**Input data:**

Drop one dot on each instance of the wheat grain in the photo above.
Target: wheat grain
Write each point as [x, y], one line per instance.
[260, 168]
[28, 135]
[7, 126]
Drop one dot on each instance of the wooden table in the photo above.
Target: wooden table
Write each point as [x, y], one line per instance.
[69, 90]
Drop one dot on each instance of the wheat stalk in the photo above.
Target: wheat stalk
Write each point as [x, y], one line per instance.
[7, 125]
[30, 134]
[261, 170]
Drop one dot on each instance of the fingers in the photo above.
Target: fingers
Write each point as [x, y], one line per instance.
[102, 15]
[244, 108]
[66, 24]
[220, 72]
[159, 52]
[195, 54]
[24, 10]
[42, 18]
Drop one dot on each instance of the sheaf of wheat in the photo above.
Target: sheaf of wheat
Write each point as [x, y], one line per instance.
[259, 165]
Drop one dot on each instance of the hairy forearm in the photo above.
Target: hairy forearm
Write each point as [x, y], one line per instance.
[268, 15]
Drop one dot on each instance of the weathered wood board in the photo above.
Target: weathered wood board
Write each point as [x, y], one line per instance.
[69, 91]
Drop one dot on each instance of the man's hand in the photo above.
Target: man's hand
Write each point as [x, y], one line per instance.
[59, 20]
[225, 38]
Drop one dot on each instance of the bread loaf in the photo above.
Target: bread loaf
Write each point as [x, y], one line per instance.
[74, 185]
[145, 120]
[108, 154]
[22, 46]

* * *

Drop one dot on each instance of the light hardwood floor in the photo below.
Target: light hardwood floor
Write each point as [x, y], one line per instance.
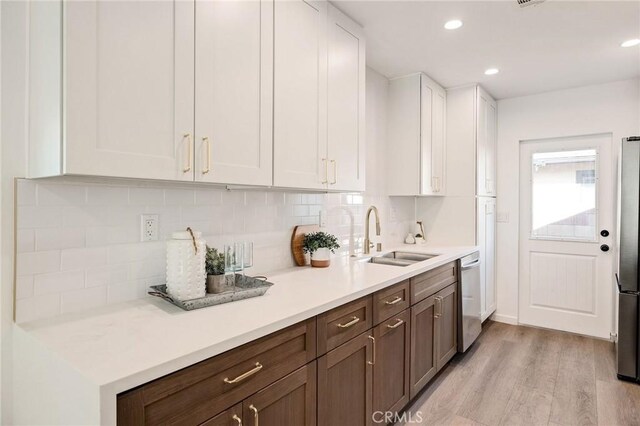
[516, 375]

**What the exercise asks:** Which lines in the items above contain the string "sheaf", with case counting? Pick out each one and copy it.

**Response to this task:**
Drop one dot on each instance of the sheaf of wheat in the photo above.
Target: sheaf of wheat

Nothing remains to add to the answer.